### Document excerpt
DEFENSE DEPARTMENT

WEB EXCLUSIVE: Norquist Touts Goodness of Dreaded Defense-Wide Audit

9/10/2020
By Stew Magnuson

iStock photo

Now in its third year, the once dreaded department-wide financial audit is now firmly part of the Pentagon’s culture, Deputy Secretary of Defense David Norquist said Sept. 10.

“Perhaps no change highlights the difference in attitude more than the audit,” he said at the Defense News Conference.

For more than 20 years under multiple administrations, the Pentagon declined to carry out a full-scope financial statement audit, he noted. The attitude was, “Why should we conduct an audit until we are certain we can pass?” he said.

“It doesn’t work that way," he added. "No one wants to get audited, but if you want to improve, the most important step you can take is to start the audit."

The Defense Department is paying $180 million per year to commercial accounting firms to deploy more than 1,400 auditors across the department and the armed services to find problems ranging from inventory to cybersecurity, according to Norquist.

“The result is that it helped us identify better business practices,” he said.

Auditors, for example, have identified unused or mislabeled inventory that could be put back in the system to save money. In two cases, the department saved $81 million and $53 million at two different bases by labeling items correctly. Additionally, Defense Logistics Agency supply discrepancy reports have resulted in $287 million in back orders being filled, he said.

“I recognize that this is not as dramatic as directed energy or hypersonics, but sometimes changing the management culture is one of the hardest and equally important changes the department has to make,” Norquist said.

Savings were a result of auditors filling out reports called “Notice of Findings and Recommendations” that identify areas of corrective actions and are used to track progress. Last year, the department closed out about 615 of the recommendations, which was about 25 percent of the total filed, Norquist said. He expects about 20 percent to be closed by the end of this fiscal year despite the challenges posed by the COVID-19 crisis.

More accurate data is also a cost saver, and manually inputting data is inefficient, the department has learned, he noted.

“When data passes automatically between systems — and the quality control is up front — the accuracy goes up and the costs go down,” Norquist said. For example, the Navy saved $65 million by creating an automated feed to the Defense Finance and Counting Service, he said.

The audit has also uncovered “dormant accounts” where there had been little activity to identify potential areas of savings that could be reinvested in other programs. The result has been $2.6 billion in readjusted funds, he added.

The audit will ultimately bring more accurate data to the department, resulting in the ability to carry out the same kind of data analytics now common in the private sector, Norquist said.

Topics: Budget, Defense Department

Comments (1)

Re: Norquist Touts Goodness of the Dreaded Defense-Wide Audit

It has a high risk of the leakage the military confidentiality when Pentagon assigned the audit of the DOD to commercial accounting firms to deploy more than 1,400 auditors across the department and the armed services to find problems ranging from inventory to cybersecurity. In my opinion the state auditors of GAO and NASBA in the coordination of GAO can and able to perform this audit.
######
### Activity list
1. Answer these questions using the Pentagon audit article:
(a) How much does the Defense Department pay commercial accounting firms each year?
(b) How much did the Navy save by creating an automated feed?
(c) What amount in readjusted funds came from the dormant accounts the audit uncovered?
2. Output the portion of the Pentagon audit article starting with "The audit will" and going on through "Comments (1)".
Draw only on the Pentagon audit article.
### Raw data
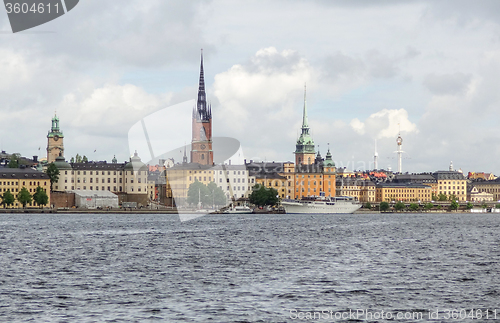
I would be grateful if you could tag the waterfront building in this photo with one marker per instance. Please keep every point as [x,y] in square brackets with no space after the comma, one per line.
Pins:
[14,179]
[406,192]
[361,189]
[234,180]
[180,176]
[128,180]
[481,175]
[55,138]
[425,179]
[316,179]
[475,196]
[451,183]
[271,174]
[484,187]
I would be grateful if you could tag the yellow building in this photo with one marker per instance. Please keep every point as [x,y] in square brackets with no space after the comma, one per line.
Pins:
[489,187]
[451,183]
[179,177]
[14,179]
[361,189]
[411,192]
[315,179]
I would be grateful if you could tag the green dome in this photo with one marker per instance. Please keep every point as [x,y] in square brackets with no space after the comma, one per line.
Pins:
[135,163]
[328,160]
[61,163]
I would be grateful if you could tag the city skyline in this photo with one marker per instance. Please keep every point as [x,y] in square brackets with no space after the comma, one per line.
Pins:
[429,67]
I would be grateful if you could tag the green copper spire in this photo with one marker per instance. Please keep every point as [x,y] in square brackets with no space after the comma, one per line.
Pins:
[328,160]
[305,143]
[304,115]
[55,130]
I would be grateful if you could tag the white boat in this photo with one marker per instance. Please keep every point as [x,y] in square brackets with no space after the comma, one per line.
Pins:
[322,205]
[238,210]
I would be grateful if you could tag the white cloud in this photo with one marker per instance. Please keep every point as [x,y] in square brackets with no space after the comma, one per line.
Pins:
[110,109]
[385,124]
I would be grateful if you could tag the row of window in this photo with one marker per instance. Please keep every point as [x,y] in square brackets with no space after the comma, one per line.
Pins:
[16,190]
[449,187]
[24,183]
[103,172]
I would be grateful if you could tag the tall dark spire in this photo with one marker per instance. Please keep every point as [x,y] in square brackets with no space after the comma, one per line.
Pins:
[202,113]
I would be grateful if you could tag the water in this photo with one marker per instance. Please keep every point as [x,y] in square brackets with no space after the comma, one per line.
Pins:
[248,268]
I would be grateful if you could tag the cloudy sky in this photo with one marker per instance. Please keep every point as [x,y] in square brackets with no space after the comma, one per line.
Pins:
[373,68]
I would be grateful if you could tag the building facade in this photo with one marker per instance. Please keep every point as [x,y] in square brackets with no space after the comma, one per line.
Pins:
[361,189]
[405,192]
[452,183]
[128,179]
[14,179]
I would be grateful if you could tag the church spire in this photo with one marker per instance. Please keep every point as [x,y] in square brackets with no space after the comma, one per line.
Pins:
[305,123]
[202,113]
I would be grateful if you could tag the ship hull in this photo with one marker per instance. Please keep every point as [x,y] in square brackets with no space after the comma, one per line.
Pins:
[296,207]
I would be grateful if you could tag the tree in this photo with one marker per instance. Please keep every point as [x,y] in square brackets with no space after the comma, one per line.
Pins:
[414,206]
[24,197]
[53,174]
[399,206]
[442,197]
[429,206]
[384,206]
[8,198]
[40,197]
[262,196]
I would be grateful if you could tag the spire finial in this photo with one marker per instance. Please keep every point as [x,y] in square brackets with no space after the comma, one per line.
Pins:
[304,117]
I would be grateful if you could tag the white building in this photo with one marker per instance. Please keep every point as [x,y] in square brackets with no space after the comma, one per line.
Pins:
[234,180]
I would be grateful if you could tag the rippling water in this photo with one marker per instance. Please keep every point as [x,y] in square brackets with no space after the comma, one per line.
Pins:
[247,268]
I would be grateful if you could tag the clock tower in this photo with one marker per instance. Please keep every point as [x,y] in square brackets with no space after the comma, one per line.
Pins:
######
### Raw data
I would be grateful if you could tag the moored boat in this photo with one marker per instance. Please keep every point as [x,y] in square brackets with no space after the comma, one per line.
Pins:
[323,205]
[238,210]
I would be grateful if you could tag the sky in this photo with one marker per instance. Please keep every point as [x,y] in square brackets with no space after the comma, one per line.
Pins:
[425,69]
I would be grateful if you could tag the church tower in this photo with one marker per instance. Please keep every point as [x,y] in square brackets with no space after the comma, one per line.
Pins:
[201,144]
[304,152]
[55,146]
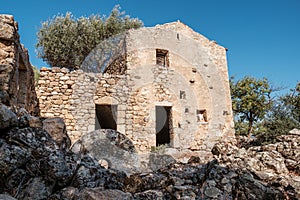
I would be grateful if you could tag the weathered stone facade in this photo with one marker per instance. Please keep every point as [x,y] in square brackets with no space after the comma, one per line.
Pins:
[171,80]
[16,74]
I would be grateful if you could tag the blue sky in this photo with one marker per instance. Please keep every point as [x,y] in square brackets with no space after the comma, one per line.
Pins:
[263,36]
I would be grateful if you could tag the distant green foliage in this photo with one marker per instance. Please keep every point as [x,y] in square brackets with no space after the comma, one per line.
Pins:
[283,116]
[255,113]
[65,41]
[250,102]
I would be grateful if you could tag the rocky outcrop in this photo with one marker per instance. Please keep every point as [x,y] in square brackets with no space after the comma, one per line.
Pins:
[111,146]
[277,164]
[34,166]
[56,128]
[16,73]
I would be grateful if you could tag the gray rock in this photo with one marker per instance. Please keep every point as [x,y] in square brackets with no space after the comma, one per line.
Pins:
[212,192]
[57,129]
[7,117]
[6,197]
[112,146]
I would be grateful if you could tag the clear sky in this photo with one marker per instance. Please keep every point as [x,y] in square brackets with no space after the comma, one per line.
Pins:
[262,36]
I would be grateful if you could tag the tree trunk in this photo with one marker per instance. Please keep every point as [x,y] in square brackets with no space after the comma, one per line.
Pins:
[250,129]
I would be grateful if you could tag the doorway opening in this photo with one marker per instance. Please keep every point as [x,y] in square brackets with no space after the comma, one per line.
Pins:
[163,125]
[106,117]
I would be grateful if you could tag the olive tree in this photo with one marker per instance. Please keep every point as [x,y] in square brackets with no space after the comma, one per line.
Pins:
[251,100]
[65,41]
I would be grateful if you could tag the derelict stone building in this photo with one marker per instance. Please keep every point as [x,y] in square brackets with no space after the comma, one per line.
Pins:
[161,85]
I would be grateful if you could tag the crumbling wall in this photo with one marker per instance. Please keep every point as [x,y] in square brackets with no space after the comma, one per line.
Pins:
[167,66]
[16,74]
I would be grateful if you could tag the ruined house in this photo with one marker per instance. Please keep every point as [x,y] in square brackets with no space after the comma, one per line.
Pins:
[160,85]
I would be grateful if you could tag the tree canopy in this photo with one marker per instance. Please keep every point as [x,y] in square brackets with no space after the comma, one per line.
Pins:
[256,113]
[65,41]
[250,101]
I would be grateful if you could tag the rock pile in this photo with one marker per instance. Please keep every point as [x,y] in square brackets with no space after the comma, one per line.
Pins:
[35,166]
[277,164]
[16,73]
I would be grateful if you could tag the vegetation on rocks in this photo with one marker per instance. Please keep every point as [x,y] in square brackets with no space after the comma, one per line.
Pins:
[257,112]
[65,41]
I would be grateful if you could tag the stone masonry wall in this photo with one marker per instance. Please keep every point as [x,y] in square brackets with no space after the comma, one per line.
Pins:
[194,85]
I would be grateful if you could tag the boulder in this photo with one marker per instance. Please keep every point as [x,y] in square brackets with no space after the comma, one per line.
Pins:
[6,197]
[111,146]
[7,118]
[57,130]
######
### Raw data
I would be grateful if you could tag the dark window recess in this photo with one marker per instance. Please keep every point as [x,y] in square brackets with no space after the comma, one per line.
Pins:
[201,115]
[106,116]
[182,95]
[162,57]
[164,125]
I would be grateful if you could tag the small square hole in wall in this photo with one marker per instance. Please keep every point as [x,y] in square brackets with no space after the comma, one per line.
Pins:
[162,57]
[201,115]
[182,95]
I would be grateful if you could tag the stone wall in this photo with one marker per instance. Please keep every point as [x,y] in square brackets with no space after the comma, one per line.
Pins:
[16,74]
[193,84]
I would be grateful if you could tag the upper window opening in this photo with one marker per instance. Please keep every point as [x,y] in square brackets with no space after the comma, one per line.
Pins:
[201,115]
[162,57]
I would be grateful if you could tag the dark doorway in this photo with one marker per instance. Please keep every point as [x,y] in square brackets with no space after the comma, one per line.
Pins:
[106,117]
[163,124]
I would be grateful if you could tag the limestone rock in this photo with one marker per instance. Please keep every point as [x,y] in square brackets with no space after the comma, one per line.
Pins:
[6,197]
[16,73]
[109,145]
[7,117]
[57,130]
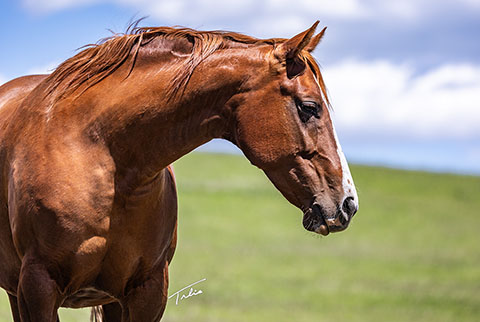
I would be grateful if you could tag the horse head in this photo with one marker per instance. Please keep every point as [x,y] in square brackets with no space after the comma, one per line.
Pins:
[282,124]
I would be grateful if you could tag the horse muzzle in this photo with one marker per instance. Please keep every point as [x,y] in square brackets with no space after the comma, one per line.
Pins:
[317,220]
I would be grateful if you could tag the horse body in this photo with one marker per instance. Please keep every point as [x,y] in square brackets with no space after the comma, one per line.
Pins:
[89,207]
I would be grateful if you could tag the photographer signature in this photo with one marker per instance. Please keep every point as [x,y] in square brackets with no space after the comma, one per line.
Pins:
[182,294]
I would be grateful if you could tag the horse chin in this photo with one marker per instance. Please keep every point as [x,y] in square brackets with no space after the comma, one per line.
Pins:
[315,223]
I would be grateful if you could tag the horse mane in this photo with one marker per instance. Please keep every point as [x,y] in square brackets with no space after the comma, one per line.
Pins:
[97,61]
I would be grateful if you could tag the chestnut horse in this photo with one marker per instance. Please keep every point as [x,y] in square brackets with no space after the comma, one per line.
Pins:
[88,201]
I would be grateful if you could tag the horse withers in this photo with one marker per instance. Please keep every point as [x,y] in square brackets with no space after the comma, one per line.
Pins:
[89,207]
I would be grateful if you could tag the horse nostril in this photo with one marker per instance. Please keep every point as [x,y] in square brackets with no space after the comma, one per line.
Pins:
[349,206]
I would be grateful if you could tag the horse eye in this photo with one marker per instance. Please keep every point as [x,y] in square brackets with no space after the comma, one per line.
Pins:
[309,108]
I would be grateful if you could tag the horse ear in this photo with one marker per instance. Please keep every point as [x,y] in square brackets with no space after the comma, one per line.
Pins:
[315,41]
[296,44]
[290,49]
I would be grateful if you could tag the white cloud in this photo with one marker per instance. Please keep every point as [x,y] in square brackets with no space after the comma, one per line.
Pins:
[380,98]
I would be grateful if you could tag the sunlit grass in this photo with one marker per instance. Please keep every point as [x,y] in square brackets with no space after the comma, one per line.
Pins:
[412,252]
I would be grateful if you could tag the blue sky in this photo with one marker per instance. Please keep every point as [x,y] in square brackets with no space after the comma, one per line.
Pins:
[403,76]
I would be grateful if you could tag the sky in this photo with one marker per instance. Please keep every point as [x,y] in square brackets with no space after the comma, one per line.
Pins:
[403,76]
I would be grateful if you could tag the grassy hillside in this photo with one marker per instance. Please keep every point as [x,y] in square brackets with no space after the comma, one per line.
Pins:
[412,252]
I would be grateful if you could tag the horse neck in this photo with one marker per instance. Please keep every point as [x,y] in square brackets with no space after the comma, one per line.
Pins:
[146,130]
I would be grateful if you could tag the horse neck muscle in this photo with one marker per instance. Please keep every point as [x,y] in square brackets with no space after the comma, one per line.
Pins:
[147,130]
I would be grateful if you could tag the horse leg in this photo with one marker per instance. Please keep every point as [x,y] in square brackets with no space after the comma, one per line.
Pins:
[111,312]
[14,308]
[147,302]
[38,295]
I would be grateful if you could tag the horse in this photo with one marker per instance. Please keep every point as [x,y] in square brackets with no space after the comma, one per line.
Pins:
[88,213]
######
### Activity answers
1.
(a) $180 million
(b) $65 million
(c) $2.6 billion

2.
The audit will ultimately bring more accurate data to the department, resulting in the ability to carry out the same kind of data analytics now common in the private sector, Norquist said.

Topics: Budget, Defense Department

Comments (1)